Os cristãos de Mateus usavam a expressão “a Lei e os Profetas” para se referirem aos livros inspirados do Antigo Testamento, que apresentavam a revelação de Deus (cf Mt 5,17; 7,12). Assim, dizer que “nestes dois mandamentos se resumem a Lei e os Profetas” (v. 40), significa que eles encerram toda a revelação de Deus, contendo a totalidade da proposta de Deus.

A originalidade deste sumário evangélico da Lei não está nas ideias de amor a Deus e ao próximo, bem conhecidas do Antigo Testamento: Jesus limita-Se a citar Dt 6,5 (no respeitante ao amor a Deus) e Lv 19,18 (no respeitante ao amor ao próximo). A originalidade está no facto de Jesus os aproximar um do outro, pondo-os em perfeito paralelo e no facto simplificar e concentrar toda a revelação de Deus neste duplo e único mandamento. Portanto, o compromisso religioso (que é proposto aos crentes, quer do Antigo, quer do Novo Testamento) resume-se no amor (agapê), que é doação.

Jesus não se preocupou muito com o cumprimento dos rituais litúrgicos do judaísmo, nem viveu obcecado com o oferecimento de dons materiais a Deus. A sua grande preocupação era discernir a vontade do Pai e a cumpri-la com fidelidade e amor. “Amar a Deus” é, pois, na perspetiva de Jesus, estar atento ao desígnio do Pai e procurar concretizá-lo na vida quotidiana. E isto passa por fazer da vida uma entrega de amor aos irmãos, se necessário até ao dom total de si mesmo, como Ele fez. Assim, na ótica de Jesus, amor a Deus e amor aos irmãos estão umbilicalmente associados. Não são dois preceitos diversos, mas como que duas faces da mesma moeda. Amar a Deus é cumprir o seu projeto de amor, que se concretiza na solidariedade, na partilha, no serviço, no dom da vida aos irmãos.

Este texto frisa que é preciso “amar o próximo como a si mesmo”. Ora, a expressão “como a si mesmo” não implica qualquer espécie de condicionalismo, mas postula o imperativo de amar totalmente, de todo o coração.

Noutros textos mateanos, Jesus explica aos discípulos que é preciso amar os inimigos e orar pelos perseguidores (cf Mt 5,43-48). É, portanto, um amor sem limites, sem medida e que não distingue entre bons e maus, amigos e inimigos. Aliás, Lucas, ao contar este mesmo episódio, acrescenta-lhe a história do “bom samaritano”, explicando que o “amor aos irmãos” pedido por Jesus é incondicional e deve atingir todo o irmão que encontrarmos nos caminhos da vida, mesmo que ele seja um estrangeiro ou inimigo (cf Lc 10,25-37).

| REGISTOS FORNECIDOS |
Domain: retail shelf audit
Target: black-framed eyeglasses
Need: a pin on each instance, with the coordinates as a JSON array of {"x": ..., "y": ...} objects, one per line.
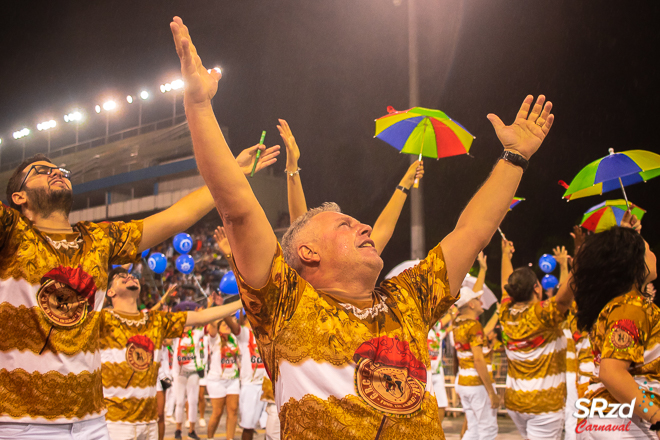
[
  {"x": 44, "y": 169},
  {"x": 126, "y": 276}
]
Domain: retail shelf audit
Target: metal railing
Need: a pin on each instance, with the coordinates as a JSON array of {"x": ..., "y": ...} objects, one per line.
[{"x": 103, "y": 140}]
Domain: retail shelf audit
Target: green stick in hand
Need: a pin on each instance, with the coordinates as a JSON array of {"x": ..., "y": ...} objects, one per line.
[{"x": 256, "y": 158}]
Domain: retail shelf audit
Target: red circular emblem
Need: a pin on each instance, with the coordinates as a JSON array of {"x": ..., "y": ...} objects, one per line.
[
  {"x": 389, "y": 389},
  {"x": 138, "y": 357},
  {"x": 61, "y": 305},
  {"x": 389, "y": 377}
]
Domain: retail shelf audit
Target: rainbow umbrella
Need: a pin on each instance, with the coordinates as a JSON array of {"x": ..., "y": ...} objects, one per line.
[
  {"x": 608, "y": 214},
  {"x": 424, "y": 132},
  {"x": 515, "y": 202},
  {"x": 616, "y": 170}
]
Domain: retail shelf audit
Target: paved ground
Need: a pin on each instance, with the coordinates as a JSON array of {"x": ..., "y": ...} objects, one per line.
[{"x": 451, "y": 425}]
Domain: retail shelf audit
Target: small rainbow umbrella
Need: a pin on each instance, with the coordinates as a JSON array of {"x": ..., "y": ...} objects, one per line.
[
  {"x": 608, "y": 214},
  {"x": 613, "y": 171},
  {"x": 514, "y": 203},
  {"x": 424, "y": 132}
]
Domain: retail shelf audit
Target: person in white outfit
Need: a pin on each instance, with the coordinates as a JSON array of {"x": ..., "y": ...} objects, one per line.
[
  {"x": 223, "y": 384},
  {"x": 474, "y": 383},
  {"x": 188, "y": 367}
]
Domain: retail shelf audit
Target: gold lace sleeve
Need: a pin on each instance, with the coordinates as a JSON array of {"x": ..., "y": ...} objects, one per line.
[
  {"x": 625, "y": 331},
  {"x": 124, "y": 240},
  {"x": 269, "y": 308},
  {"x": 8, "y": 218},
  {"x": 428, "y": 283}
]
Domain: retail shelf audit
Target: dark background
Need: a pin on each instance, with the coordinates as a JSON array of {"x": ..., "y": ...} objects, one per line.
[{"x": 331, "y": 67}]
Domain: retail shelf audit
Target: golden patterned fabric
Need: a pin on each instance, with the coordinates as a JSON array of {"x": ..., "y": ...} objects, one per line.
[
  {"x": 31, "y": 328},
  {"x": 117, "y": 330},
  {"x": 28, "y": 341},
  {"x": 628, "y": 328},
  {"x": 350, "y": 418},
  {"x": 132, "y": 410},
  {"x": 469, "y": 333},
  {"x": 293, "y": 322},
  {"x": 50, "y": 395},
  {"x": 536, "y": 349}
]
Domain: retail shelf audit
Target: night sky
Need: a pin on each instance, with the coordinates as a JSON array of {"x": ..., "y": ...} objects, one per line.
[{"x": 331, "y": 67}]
--
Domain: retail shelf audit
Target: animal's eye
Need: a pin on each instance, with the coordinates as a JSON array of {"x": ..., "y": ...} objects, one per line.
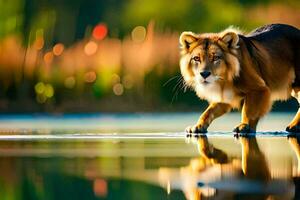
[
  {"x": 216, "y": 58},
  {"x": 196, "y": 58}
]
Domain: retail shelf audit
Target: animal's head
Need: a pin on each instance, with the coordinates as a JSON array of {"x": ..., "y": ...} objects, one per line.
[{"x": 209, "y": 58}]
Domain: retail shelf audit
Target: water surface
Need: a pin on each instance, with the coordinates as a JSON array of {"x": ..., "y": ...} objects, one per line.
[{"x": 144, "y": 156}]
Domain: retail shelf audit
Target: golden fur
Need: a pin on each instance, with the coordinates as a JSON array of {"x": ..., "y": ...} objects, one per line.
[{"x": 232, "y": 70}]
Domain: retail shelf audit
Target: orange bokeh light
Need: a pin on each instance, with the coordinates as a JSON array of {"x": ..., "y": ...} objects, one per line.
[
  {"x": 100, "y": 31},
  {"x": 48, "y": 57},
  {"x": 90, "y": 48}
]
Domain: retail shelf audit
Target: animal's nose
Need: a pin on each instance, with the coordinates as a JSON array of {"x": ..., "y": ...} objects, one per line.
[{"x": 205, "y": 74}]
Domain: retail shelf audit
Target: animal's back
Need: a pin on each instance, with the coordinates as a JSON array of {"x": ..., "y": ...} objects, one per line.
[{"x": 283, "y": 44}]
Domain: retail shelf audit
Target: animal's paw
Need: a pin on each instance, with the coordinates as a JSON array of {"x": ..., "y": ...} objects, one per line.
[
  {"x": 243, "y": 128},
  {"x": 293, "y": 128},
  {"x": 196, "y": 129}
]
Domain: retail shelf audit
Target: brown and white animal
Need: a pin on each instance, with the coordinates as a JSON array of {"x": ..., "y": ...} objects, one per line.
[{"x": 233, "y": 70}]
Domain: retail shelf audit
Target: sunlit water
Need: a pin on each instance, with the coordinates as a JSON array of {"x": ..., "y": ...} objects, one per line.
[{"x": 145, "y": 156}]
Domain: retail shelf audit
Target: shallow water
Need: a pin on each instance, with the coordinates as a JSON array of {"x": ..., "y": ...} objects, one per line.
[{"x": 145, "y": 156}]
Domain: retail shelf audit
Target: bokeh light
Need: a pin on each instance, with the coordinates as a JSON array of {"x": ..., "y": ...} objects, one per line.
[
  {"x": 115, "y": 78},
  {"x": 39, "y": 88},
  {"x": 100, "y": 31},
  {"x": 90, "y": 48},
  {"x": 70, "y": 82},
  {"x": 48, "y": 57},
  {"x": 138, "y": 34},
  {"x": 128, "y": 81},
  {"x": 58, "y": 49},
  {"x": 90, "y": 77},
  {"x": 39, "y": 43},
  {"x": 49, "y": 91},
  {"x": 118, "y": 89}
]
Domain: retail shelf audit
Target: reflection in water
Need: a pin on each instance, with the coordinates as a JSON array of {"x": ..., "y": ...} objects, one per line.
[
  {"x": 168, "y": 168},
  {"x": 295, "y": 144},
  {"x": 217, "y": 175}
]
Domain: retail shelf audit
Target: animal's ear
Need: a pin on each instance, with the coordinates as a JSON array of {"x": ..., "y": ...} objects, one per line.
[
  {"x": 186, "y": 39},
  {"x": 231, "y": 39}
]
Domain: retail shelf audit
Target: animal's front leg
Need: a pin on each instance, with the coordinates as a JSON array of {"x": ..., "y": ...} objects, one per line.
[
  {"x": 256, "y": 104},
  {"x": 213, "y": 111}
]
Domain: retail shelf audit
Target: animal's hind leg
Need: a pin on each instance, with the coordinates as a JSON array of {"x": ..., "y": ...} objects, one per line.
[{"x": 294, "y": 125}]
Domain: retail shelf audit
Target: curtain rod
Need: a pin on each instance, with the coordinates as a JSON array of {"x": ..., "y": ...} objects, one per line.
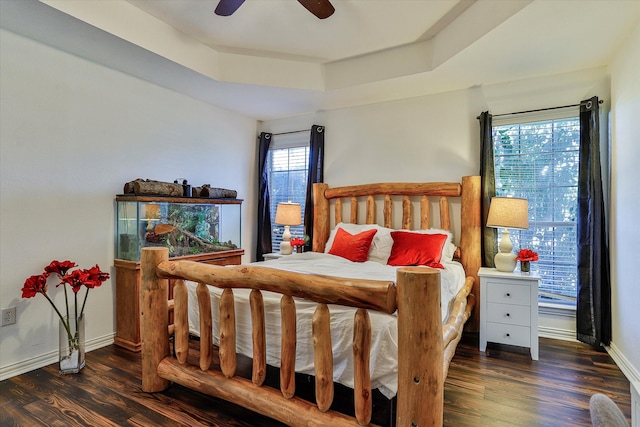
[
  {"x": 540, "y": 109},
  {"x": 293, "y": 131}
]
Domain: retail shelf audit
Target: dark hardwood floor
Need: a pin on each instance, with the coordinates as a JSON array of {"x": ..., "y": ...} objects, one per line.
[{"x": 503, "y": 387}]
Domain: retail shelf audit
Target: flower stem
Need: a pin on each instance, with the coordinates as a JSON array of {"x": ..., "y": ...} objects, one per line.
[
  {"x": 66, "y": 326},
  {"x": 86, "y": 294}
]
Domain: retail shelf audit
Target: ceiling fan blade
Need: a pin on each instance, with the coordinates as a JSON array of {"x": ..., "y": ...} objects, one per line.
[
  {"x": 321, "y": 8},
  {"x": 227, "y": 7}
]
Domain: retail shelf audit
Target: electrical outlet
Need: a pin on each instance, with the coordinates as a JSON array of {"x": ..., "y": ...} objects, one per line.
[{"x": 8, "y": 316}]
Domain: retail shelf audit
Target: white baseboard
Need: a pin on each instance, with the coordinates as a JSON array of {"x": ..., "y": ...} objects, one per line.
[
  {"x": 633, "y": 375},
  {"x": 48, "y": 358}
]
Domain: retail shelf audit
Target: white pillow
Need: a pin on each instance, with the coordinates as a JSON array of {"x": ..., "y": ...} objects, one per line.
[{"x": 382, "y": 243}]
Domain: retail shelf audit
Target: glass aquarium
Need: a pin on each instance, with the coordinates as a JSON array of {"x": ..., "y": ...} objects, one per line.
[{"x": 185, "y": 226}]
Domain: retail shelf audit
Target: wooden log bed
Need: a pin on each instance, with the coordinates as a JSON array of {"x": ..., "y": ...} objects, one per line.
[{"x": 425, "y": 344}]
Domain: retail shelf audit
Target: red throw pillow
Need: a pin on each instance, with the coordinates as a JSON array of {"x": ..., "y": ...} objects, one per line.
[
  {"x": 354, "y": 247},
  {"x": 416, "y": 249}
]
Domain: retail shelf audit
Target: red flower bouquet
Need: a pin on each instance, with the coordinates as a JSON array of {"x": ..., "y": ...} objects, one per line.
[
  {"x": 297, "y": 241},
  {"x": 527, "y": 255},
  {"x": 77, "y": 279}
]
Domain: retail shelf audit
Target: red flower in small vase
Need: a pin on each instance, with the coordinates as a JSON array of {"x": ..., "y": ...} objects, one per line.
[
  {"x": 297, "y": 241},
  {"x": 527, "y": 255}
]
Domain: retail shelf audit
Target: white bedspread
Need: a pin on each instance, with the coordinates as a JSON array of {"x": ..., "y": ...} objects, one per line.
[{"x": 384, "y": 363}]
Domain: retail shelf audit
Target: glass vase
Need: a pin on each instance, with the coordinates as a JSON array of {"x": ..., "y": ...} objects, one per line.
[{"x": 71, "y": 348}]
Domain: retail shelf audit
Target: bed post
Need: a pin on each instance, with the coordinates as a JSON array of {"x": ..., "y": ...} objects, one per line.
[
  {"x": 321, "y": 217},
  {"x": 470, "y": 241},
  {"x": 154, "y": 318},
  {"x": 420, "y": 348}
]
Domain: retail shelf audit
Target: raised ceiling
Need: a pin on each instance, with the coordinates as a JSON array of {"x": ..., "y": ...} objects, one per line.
* * *
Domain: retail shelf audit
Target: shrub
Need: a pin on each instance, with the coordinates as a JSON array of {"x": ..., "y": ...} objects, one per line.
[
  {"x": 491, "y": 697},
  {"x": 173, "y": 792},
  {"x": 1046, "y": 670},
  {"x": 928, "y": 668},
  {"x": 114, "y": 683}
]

| ATIVIDADES |
a - Enumere as formas concretas em que, segundo o texto sobre o mandamento do amor, se realiza o projeto de amor de Deus.
b - Segundo o texto sobre o mandamento do amor, por que razão dizer que "nestes dois mandamentos se resumem a Lei e os Profetas" significa que eles encerram toda a revelação de Deus? Responda em uma a três frases.
c - Escreva, por favor, a continuação do texto sobre o mandamento do amor a partir do ponto em que termina.

| RESPOSTAS |
a - A solidariedade, a partilha, o serviço e o dom da vida aos irmãos.

b - Os cristãos de Mateus usavam a expressão "a Lei e os Profetas" para designar os livros inspirados do Antigo Testamento, que apresentavam a revelação de Deus. Por isso, afirmar que os dois mandamentos resumem a Lei e os Profetas equivale a dizer que contêm a totalidade da proposta de Deus.

c -
Na verdade, não podemos ser como aquele legisla ardiloso que não se centrava em Deus e no próximo. Não era o amor que o movia, mas o enlaçamento ardiloso aos outros. Por isso, requer-se a cada um a vigilância sobre si próprio a discernir o que realmente o move.

Como se disse, a resposta de Jesus não é inteiramente original, a não ser na medida e na intensidade do amor e na junção dos dois amores que pareciam diversos. Com efeito, a lição do Livro do Êxodo (Ex 22,20-26) deste domingo serve de lastro à página do Evangelho: Deus ama com especial predileção os necessitados, em que a Bíblia vê particularmente o pobres, o órfão, a viúva e o estrangeiro, e manda que façamos como Ele, pois Deus não tolera qualquer armadilha que lhes seja feita ou qualquer opressão, exploração ou descarte.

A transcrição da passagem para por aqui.